**Kutipan Teks**
--

Jakarta (Panjimas.com) – Pelatihan Menulis yang diadakan LPPD Khairu Ummah, belum lama ini, Ahad (28 Januari 2018) di Masjid al Insan Patal Senayan, sungguh menggugah. Bukan hanya karena materi yang “practicable”, namun lebih karena kehadiran tujuh orang tunanetra dalam pelatihan ini.
“Pada awalnya, saya skeptis saja melihat kehadiran mereka. Dalam pikiran saya, apa pula kepentingan tunanetra dengan kemampuan menulis? Terlebih menulis untuk keperluan dakwah,” kata Ustadz Ahmad Yani, Pimpinan LPPD Khairu Ummah yang juga bertindak sebagai pemberi materi.
Hal ini segera berakhir saat acara dimulai. Sebagai awal saja, salah seorang diantara mereka membacakan ayat-ayat suci al Qur’an. Istimewanya lagi, diantara para tuna netra yang hadir, ada yang pandai berdakwah. Bahkan, ada yang sudah membuat dua buah buku. Ini sungguh luarbiasa.
Kemajuan teknologi gadget saat ini telah mampu membantu teman – teman tersebut dapat menulis dalam keterbatasannya. “Keterbatasan fisik bukanlah hambatan untuk berkarya dalam kerangka dakwah. Saya merasa tersentil. Mereka yang tunanetra sudah berprestasi. Sementara saya belum apa-apa,” kata Ustadz Ahmad Yani.

--

**Data Hasil Ekstraksi**
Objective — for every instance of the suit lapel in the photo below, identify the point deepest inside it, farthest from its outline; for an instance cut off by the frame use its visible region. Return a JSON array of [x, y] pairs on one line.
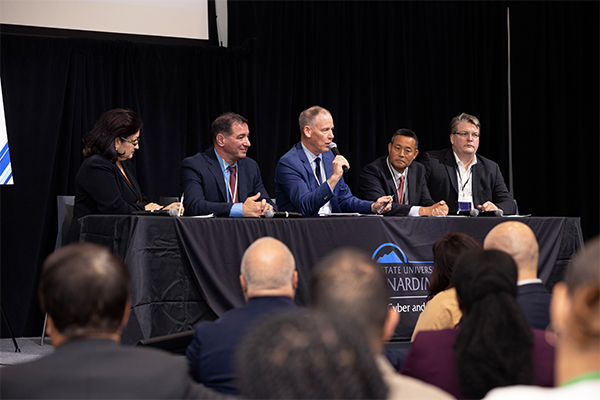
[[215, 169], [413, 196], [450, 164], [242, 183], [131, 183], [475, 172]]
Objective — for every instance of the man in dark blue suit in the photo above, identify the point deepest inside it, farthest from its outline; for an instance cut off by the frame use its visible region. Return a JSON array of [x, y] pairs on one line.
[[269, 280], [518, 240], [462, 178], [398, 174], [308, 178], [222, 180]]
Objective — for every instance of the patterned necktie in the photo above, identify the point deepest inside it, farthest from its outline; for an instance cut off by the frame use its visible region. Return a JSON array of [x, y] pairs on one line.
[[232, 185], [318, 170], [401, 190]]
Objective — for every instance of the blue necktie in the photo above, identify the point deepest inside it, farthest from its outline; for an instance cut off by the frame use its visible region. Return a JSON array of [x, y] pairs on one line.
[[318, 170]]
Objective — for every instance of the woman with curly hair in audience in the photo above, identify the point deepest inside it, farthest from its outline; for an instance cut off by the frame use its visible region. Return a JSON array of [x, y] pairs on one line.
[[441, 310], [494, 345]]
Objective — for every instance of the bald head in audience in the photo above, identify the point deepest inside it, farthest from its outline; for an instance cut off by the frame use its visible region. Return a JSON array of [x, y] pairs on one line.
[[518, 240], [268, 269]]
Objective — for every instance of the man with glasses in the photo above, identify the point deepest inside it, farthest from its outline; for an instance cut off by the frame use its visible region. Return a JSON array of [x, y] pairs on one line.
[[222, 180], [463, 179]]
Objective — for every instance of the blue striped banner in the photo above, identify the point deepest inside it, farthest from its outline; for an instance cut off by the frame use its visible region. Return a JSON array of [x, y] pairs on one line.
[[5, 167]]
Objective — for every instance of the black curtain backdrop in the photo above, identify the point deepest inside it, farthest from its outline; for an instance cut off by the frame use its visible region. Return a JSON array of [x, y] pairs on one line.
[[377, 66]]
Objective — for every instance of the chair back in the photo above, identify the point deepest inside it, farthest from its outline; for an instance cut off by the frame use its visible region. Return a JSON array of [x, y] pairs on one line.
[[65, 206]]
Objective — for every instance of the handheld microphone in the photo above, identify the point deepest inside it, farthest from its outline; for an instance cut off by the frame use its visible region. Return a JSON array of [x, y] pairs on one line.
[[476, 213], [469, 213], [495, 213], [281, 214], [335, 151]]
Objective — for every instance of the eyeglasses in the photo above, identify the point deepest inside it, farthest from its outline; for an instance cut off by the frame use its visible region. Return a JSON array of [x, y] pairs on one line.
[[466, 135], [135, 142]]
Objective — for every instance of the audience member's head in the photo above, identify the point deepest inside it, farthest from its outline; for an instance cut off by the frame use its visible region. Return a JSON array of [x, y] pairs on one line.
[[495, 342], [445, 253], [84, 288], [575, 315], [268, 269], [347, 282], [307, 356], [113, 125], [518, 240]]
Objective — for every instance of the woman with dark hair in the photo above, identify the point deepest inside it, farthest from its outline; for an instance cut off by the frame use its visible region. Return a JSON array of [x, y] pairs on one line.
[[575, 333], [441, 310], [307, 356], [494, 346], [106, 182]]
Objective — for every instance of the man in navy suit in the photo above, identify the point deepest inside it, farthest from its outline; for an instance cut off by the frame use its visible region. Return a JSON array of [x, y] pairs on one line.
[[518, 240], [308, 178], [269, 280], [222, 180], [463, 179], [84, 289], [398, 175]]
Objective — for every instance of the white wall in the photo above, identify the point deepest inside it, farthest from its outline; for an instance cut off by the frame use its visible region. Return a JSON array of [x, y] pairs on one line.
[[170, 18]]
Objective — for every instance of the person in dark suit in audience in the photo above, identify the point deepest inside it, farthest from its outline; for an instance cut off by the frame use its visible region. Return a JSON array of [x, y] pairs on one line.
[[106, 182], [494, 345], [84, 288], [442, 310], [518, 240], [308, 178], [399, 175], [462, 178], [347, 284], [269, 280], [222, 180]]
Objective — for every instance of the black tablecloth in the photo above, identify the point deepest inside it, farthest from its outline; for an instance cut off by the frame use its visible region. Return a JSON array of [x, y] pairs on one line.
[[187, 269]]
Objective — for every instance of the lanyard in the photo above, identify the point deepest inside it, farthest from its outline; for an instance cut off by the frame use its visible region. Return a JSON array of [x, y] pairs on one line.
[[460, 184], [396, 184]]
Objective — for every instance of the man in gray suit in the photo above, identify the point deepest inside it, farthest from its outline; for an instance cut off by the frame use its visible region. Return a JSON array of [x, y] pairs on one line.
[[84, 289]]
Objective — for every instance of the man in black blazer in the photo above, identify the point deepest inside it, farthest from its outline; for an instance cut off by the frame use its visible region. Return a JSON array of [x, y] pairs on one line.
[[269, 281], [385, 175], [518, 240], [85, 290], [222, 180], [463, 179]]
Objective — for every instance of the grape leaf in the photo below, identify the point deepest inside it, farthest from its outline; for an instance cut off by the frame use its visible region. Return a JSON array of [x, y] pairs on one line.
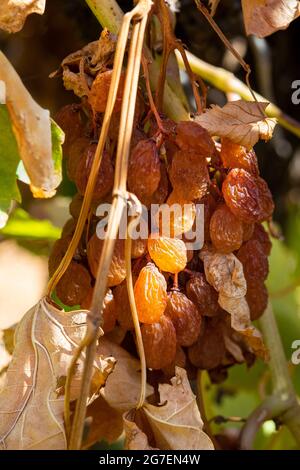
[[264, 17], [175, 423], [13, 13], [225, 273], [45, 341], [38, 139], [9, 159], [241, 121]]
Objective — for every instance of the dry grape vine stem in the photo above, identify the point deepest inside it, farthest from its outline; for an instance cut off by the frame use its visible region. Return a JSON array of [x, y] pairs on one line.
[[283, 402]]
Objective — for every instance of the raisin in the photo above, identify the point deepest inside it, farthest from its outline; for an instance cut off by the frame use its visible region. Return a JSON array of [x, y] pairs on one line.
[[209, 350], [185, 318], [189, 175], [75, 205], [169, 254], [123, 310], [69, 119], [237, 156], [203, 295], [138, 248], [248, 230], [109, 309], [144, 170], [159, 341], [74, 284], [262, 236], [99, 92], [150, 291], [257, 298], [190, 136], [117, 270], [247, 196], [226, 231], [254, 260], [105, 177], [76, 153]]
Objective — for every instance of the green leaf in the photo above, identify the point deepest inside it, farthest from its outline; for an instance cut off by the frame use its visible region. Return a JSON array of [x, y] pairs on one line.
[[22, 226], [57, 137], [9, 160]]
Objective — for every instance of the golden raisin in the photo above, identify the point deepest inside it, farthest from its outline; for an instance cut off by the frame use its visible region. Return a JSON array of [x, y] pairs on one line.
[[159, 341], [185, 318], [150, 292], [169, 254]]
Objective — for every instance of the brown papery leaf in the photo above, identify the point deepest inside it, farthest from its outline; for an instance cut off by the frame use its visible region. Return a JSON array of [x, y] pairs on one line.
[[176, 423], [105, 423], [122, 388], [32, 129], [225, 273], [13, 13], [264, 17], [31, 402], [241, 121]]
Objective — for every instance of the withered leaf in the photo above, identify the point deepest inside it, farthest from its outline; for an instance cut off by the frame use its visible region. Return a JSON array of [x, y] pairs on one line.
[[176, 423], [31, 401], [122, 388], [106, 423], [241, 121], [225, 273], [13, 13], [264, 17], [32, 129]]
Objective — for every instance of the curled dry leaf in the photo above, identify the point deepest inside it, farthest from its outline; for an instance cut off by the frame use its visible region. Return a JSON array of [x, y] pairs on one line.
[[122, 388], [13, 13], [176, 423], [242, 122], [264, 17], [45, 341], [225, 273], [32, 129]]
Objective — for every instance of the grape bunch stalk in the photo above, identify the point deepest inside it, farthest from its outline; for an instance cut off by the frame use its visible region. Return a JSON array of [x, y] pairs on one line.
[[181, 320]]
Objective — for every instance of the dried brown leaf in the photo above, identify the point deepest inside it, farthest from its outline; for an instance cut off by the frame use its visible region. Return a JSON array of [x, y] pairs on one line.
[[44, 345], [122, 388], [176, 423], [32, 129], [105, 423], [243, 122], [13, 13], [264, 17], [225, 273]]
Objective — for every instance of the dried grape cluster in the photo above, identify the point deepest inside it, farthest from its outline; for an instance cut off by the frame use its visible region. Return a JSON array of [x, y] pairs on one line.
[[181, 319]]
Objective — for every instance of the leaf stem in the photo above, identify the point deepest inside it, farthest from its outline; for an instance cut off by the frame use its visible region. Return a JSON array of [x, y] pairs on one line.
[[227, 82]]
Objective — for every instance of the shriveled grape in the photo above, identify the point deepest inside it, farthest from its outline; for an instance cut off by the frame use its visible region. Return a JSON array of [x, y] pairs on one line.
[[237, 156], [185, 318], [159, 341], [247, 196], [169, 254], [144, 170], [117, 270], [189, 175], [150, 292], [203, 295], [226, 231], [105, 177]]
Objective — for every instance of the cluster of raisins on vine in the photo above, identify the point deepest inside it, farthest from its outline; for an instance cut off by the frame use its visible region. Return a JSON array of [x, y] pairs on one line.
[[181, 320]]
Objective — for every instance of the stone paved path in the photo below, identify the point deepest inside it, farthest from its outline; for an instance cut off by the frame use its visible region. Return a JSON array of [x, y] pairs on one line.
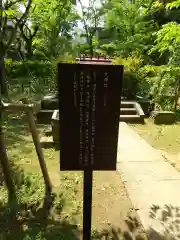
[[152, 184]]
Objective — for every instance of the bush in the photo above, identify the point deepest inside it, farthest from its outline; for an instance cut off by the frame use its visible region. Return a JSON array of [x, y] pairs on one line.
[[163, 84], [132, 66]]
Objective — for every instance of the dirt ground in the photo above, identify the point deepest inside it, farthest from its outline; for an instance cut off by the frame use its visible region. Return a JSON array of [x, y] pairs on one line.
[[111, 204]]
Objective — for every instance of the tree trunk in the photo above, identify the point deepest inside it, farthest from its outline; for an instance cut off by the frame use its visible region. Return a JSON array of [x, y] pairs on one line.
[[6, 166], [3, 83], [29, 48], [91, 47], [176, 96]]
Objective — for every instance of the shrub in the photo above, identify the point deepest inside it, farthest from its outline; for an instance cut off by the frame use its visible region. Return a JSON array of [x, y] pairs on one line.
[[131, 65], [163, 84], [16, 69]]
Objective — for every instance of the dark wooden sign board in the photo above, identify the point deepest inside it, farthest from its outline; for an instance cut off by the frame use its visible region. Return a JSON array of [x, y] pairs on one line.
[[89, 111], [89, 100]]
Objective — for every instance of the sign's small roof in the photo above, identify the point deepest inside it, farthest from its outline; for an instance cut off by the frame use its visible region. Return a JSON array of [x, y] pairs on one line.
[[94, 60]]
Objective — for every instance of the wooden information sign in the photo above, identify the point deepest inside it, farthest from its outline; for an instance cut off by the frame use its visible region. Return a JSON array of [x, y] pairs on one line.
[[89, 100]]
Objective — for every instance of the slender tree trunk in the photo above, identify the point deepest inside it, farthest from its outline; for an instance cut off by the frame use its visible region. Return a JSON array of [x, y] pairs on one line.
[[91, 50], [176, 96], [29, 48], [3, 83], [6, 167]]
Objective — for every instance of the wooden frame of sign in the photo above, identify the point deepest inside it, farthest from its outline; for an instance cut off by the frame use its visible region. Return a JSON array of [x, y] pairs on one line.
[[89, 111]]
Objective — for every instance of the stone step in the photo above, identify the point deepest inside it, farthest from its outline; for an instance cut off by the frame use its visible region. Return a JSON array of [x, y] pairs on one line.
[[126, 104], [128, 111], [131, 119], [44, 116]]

--

**Daftar Tugas**
(a) Menurut teks tentang pelatihan menulis itu, berapa orang tunanetra yang hadir dalam pelatihan tersebut?
(b) Tuliskan kembali sebagian teks tentang pelatihan menulis itu tanpa mengubah apa pun. Mulailah dari kata-kata yang memuat "Hal ini segera", lalu berhentilah setelah "Ustadz Ahmad Yani.".

**Jawaban**
(a) Tujuh orang tunanetra hadir dalam pelatihan itu.

(b)
Hal ini segera berakhir saat acara dimulai. Sebagai awal saja, salah seorang diantara mereka membacakan ayat-ayat suci al Qur’an. Istimewanya lagi, diantara para tuna netra yang hadir, ada yang pandai berdakwah. Bahkan, ada yang sudah membuat dua buah buku. Ini sungguh luarbiasa.
Kemajuan teknologi gadget saat ini telah mampu membantu teman – teman tersebut dapat menulis dalam keterbatasannya. “Keterbatasan fisik bukanlah hambatan untuk berkarya dalam kerangka dakwah. Saya merasa tersentil. Mereka yang tunanetra sudah berprestasi. Sementara saya belum apa-apa,” kata Ustadz Ahmad Yani.